[Dataset items]
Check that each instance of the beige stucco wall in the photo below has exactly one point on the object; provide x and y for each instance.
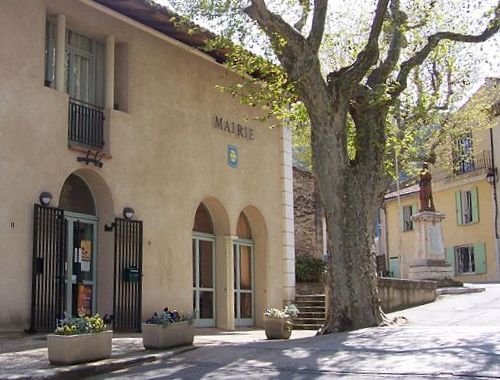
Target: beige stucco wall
(403, 243)
(167, 157)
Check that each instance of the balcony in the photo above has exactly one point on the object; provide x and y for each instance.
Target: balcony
(86, 125)
(480, 160)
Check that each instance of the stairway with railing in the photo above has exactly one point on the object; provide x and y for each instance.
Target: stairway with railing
(312, 312)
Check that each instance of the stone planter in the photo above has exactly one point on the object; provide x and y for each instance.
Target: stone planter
(157, 337)
(80, 348)
(278, 328)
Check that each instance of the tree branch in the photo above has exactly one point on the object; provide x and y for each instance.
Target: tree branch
(306, 8)
(318, 24)
(433, 41)
(369, 55)
(382, 72)
(273, 24)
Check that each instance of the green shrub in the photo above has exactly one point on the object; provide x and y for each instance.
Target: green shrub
(309, 269)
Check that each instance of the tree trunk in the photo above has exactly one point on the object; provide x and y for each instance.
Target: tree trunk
(350, 202)
(353, 298)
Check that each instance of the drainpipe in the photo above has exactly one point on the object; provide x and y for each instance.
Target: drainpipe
(495, 201)
(60, 51)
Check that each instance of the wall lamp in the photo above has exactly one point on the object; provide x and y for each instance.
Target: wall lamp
(45, 197)
(491, 177)
(128, 212)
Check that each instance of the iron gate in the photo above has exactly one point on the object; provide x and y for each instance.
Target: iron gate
(127, 295)
(49, 254)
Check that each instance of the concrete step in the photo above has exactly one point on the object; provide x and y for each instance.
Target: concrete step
(309, 303)
(309, 296)
(317, 314)
(307, 326)
(308, 321)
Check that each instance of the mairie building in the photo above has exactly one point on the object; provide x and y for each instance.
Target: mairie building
(129, 182)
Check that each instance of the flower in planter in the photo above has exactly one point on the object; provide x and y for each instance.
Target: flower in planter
(289, 311)
(82, 324)
(166, 317)
(278, 322)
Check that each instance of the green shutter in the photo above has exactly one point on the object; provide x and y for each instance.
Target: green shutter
(458, 207)
(394, 267)
(450, 257)
(414, 210)
(475, 208)
(480, 258)
(401, 219)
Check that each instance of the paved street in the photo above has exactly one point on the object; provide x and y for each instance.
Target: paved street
(458, 336)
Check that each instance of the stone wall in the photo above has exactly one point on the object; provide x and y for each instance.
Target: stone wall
(308, 288)
(396, 294)
(307, 218)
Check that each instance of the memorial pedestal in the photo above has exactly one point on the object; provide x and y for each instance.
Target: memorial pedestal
(430, 262)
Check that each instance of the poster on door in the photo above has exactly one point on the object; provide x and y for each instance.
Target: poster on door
(84, 304)
(86, 255)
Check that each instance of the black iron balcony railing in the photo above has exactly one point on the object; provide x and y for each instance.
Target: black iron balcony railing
(86, 124)
(480, 160)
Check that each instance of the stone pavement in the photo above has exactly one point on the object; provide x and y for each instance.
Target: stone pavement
(25, 356)
(457, 336)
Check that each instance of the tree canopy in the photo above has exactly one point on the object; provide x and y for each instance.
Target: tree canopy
(363, 81)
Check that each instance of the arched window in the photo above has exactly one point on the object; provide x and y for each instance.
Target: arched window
(243, 249)
(203, 221)
(76, 196)
(203, 249)
(243, 228)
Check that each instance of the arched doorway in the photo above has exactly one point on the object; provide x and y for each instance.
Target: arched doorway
(203, 250)
(243, 261)
(80, 273)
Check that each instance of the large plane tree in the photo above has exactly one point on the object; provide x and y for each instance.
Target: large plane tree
(349, 109)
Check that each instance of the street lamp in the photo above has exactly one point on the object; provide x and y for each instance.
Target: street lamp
(491, 176)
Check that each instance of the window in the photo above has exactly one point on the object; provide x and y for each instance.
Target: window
(405, 216)
(467, 259)
(466, 206)
(50, 54)
(464, 154)
(464, 258)
(83, 66)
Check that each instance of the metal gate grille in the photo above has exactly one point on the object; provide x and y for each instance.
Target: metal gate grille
(127, 298)
(49, 253)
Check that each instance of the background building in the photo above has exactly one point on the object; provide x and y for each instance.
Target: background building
(467, 195)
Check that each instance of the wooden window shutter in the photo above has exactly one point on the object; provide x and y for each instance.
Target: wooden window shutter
(450, 257)
(458, 207)
(480, 258)
(475, 206)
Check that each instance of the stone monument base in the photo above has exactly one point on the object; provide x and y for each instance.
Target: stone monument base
(431, 269)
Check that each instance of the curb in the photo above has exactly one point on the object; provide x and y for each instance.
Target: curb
(458, 290)
(78, 371)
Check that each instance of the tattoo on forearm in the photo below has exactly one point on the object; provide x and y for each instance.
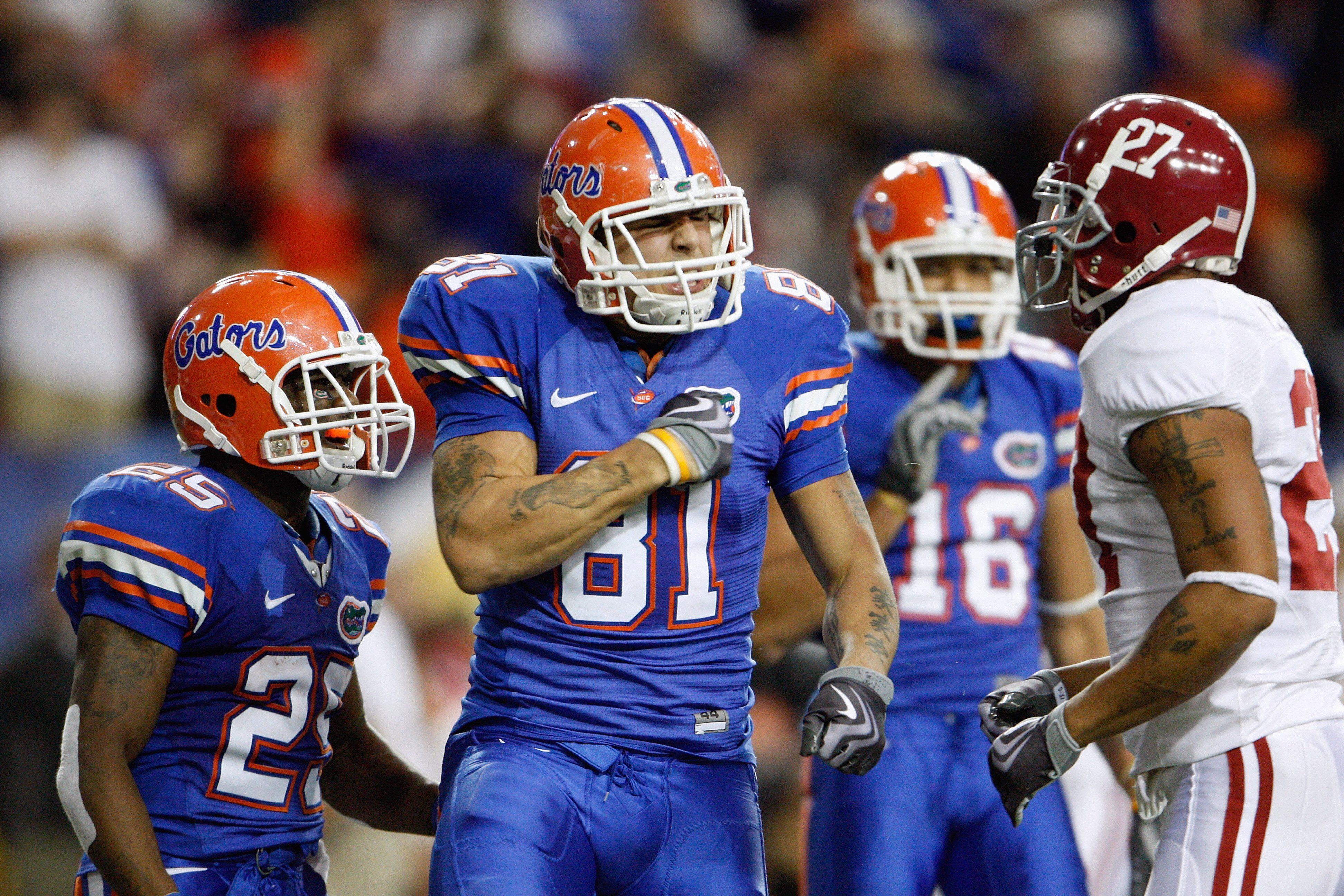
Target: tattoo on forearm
(577, 491)
(847, 492)
(1173, 460)
(459, 473)
(124, 661)
(882, 621)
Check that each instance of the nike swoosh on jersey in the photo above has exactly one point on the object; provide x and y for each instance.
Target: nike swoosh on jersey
(561, 402)
(272, 605)
(1003, 758)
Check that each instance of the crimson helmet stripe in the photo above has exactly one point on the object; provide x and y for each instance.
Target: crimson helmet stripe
(658, 130)
(959, 188)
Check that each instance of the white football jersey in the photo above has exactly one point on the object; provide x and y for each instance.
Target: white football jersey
(1183, 346)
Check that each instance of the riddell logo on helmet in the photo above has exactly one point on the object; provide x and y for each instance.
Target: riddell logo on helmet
(189, 344)
(582, 180)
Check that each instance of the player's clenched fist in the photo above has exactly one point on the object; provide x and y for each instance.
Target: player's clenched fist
(1034, 696)
(846, 723)
(1029, 757)
(694, 436)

-- Exercise objective --
Write out all of the dataset items again, swapping every "exactly one point" for "a single point" and keeping everything else the same. Omit the pictures.

-- Solution --
Check that each instance of the beige stucco wall in the photo below has a single point on the object; provide x and y for each instance.
Target: beige stucco wall
(403, 243)
(167, 157)
Check that each instance of the balcony in the photo above has a single point on the object; provide x and y for each instance.
Target: balcony
(86, 125)
(480, 160)
Check that each instance of the stairway with railing in the photo above has a single point on the object; provide x and y for each instance.
Target: stairway with railing
(312, 312)
Check that each instance of the stone planter in the photo above has a single point on the object; provide x and y for each instance.
Target: stone planter
(157, 337)
(80, 348)
(278, 328)
Check that each instance of the tree branch in the photo above has a single point on the object; provide x and y for each instance.
Target: tree branch
(306, 8)
(318, 24)
(433, 41)
(369, 55)
(382, 72)
(273, 24)
Check that each instance of the green shrub in the photo above has a single point on the object; provide x and y for each instance.
Target: green shrub
(309, 269)
Check that each instance of the tree trunk in the photo above has a single point on the object; provide x and y for each instance.
Target: tree trunk
(350, 202)
(353, 298)
Check that each instance of the drainpipe in the photo above has a single point on the object; provide x and y for each instance.
Target: drainpipe
(495, 201)
(60, 51)
Check that each instance of the wall lamp in the photo above has a single point on the object; provide x and y for each instance.
Target: wall lamp
(45, 197)
(491, 177)
(128, 212)
Check that each instance of the iron gate in the photo above has a single point on the object; provide x and y for each instance.
Target: iron gate
(127, 295)
(49, 254)
Check that each instance of the concrete step in the photo above has a single point on the object; provide x and y for each instance.
Target: concrete step
(309, 303)
(309, 296)
(317, 314)
(307, 326)
(308, 321)
Check that each instance of the mairie building in the photo above has a single point on the object; provide x and y for each instance.
Target: mairie building
(129, 182)
Check that each instance of the flower in planter in the photo above has a single point on the object; provide x and y for each instance.
Target: flower in planter
(289, 311)
(82, 324)
(166, 317)
(278, 322)
Check that each instance of the green shutter in the photo above has a single point on the object; provide x and y for each instance.
Target: green shutter
(458, 207)
(394, 267)
(450, 257)
(414, 210)
(475, 208)
(480, 258)
(401, 219)
Check that each instance of the paved street in the photo above has a single point on the object; provide x and y for each instance.
Target: paved street
(458, 336)
Check that each instance of the stone wall in the photo above has a single point on the object; provide x and y for each instance.
Target: stone wall
(308, 288)
(396, 294)
(307, 218)
Check that each instance of the memorial pedestal in the photo above has a single point on the object; provide x and y for each instance.
Target: memorial pedestal
(430, 262)
Check that each instance of the poster on door in the photo above has a single point on the object; provide x and y for each instance.
Target: poster on door
(84, 304)
(86, 255)
Check that each instance of the black iron balcony railing in the photo above has a single point on the object; provide x and y for each instance.
Target: black iron balcony railing
(86, 124)
(480, 160)
Check that each instance of the stone pavement in the photo above has a single point on the object; provide x and y for each instance.
Target: stone pavement
(25, 356)
(457, 336)
Check that each instance of the tree canopy in the photo above has a single point on the object; provide x and y for each instance.
Target: tree canopy
(363, 81)
Check that each instance of the arched window in the photo above has a single point on the object; provide x and y for each instance.
Target: arched window
(243, 249)
(203, 221)
(76, 196)
(203, 249)
(243, 228)
Check that each instance of the arched doorway in the photo above has a single point on the object; provide x and y for each instance.
Target: arched doorway
(203, 250)
(243, 261)
(80, 273)
Check that each instance of the large plane tree in the photo above has a single point on the object; provide x and y for each instance.
Target: large plane tree
(349, 109)
Check that each instance of the street lamp in the photo above has a single point on the object; provide x and y for each instance.
Target: street lamp
(491, 176)
Check that each instance of the window in the photo above has a single point on the object; provide x and y for each instance.
Target: window
(405, 216)
(467, 259)
(466, 206)
(50, 54)
(464, 154)
(464, 258)
(83, 66)
Check that each instance of the metal gate grille in the photo above has a single point on the object; provide x and y for each instance.
Target: metal gate grille
(127, 298)
(49, 253)
Check that each instance of the background building in the photo above has a single point on the object; provide x and y for each instance.
Target: background building
(467, 195)
Check that each instance of the wooden window shutter in the photo above has a single point on the object; provide x and y for each instance.
Target: wooden window shutter
(450, 257)
(458, 207)
(480, 258)
(475, 206)
Check that each instance of the stone monument base in the photo above has a single point on the object; provide x and y for each instance.
Target: stone monument base
(431, 269)
Check that each instance of the curb in the photo above has a single point on the object; provide x and y for each instance.
Target: curb
(458, 290)
(78, 371)
Check that each instance of the tattoo on forearm in the photo below has a single point on the object; provide x and y for each instance.
Target: tattoo on forearm
(577, 491)
(847, 492)
(1173, 460)
(459, 473)
(124, 661)
(882, 621)
Check that each instance of the nike swoosh on jersey in the photo above has a single point on the object; provide x and y for each instance.
Target: nike swoosh on jersey
(561, 402)
(272, 605)
(1003, 758)
Check that each instance of the crimson helmet stripe in the photo above has a single point on the object; provide x and y for each instance.
Target: crimson helmet stripe
(658, 130)
(959, 188)
Check that each instance of the white football jersey in the photo above has a single point on the object; provide x and y for each instance.
Target: white football jersey
(1183, 346)
Check that each instance of the riddell logo on helmet in the photo above has a single point on the object; provide x and y for each instance.
Target: riddell logo on helmet
(189, 344)
(582, 180)
Check that each instance of the player's clenched fist in the photo above has a single point on the object; provide x and y for each instance.
Target: player's clenched fist
(1034, 696)
(846, 723)
(1029, 757)
(694, 436)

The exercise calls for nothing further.